BEGIN Material for this exercise
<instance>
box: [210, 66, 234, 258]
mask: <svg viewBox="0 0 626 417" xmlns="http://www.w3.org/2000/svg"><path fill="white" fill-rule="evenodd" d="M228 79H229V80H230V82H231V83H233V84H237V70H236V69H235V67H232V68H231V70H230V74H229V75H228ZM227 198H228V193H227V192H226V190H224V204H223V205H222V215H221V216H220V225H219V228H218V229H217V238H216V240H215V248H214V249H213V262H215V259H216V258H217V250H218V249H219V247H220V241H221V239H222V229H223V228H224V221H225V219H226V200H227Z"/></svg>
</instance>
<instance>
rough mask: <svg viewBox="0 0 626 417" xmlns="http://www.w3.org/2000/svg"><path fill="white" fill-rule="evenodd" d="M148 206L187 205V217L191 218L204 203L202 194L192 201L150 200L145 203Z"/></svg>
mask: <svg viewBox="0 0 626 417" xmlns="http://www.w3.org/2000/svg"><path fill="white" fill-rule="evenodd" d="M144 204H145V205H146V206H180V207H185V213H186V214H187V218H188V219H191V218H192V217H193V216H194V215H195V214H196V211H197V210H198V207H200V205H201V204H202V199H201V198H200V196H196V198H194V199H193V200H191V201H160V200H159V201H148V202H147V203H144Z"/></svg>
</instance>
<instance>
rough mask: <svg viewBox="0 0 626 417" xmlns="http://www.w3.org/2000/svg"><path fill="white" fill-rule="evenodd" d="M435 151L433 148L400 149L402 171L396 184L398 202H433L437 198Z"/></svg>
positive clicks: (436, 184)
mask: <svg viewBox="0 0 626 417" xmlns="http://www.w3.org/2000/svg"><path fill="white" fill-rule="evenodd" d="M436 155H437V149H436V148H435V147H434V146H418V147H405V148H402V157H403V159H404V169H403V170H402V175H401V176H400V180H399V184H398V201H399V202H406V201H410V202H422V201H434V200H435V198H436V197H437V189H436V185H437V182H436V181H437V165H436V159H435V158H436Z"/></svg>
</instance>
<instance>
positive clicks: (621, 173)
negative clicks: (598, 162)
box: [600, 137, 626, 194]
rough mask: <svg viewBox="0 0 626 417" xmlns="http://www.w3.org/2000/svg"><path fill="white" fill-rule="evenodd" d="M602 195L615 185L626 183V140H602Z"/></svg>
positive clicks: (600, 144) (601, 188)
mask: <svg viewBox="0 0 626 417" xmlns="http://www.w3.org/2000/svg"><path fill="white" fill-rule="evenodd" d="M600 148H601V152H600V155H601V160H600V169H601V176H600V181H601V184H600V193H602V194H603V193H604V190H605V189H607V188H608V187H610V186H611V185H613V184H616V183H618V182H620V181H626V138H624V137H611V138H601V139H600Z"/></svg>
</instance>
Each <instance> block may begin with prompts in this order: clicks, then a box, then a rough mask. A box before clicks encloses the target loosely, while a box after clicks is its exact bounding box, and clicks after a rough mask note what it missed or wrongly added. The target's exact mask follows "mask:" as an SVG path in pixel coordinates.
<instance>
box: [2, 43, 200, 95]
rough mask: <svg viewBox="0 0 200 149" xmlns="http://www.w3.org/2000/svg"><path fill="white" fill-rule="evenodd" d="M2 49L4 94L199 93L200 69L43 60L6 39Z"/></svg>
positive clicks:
END Material for this exercise
About this task: Retype each line above exactly as written.

Result for this task:
<instance>
box: [210, 66, 234, 258]
mask: <svg viewBox="0 0 626 417" xmlns="http://www.w3.org/2000/svg"><path fill="white" fill-rule="evenodd" d="M228 79H229V80H230V82H231V83H233V84H237V70H236V69H235V67H232V68H231V70H230V74H229V75H228ZM227 198H228V193H227V192H226V190H224V204H223V205H222V215H221V216H220V225H219V228H218V229H217V238H216V240H215V248H214V249H213V262H215V259H216V258H217V250H218V249H219V247H220V241H221V239H222V229H223V228H224V221H225V219H226V200H227Z"/></svg>
</instance>
<instance>
rough mask: <svg viewBox="0 0 626 417" xmlns="http://www.w3.org/2000/svg"><path fill="white" fill-rule="evenodd" d="M148 206L187 205V217L191 218L204 203L202 194L192 201L150 200L145 203Z"/></svg>
mask: <svg viewBox="0 0 626 417" xmlns="http://www.w3.org/2000/svg"><path fill="white" fill-rule="evenodd" d="M144 204H145V205H146V206H180V207H185V213H186V214H187V218H188V219H191V218H192V217H193V216H194V215H195V214H196V211H197V210H198V207H200V205H201V204H202V199H201V198H200V196H196V198H194V199H193V200H191V201H160V200H159V201H148V202H147V203H144Z"/></svg>
</instance>
<instance>
rough mask: <svg viewBox="0 0 626 417" xmlns="http://www.w3.org/2000/svg"><path fill="white" fill-rule="evenodd" d="M435 151L433 148L400 149L402 171L396 184L398 202H433L437 198Z"/></svg>
positive clicks: (436, 184)
mask: <svg viewBox="0 0 626 417" xmlns="http://www.w3.org/2000/svg"><path fill="white" fill-rule="evenodd" d="M436 155H437V149H436V148H435V147H434V146H418V147H405V148H402V157H403V159H404V169H403V170H402V175H401V176H400V180H399V184H398V201H399V202H406V201H410V202H422V201H434V200H435V198H436V197H437V189H436V185H437V182H436V181H437V165H436V159H435V158H436Z"/></svg>
</instance>
<instance>
positive clicks: (621, 173)
negative clicks: (598, 162)
box: [600, 137, 626, 194]
rough mask: <svg viewBox="0 0 626 417" xmlns="http://www.w3.org/2000/svg"><path fill="white" fill-rule="evenodd" d="M602 195L615 185L626 183V140H602Z"/></svg>
positive clicks: (600, 144) (601, 188)
mask: <svg viewBox="0 0 626 417" xmlns="http://www.w3.org/2000/svg"><path fill="white" fill-rule="evenodd" d="M600 148H601V152H600V155H601V160H600V169H601V176H600V181H601V184H600V193H602V194H603V193H604V190H605V189H607V188H608V187H610V186H611V185H613V184H616V183H618V182H620V181H626V138H624V137H611V138H601V139H600Z"/></svg>
</instance>
Each <instance> block may begin with prompts in this order: clicks, then a box, then a rough mask. A box before clicks encloses the target loosely, while a box after clicks is its exact bounding box, and clicks after a rough mask note what it missed or wrongly added. The target's exact mask follows "mask:" as an SVG path in pixel coordinates.
<instance>
box: [2, 43, 200, 95]
rough mask: <svg viewBox="0 0 200 149" xmlns="http://www.w3.org/2000/svg"><path fill="white" fill-rule="evenodd" d="M2 49L4 94L199 93L200 69L43 60L6 39Z"/></svg>
positive clicks:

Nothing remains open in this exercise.